* Location identification items *
------------------------

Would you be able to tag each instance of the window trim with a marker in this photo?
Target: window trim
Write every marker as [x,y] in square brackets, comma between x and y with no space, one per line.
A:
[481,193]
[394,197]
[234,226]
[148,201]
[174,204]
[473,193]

------------------------

* Description of the task *
Retype the records above word for word, with nothing changed.

* Answer below *
Would you be able to tag each instance of the window trim with a marker in this photo?
Target: window trim
Write every marker as [x,y] in square brackets, comma between x and y with no space, one per line.
A:
[481,193]
[394,197]
[234,226]
[148,201]
[174,204]
[473,193]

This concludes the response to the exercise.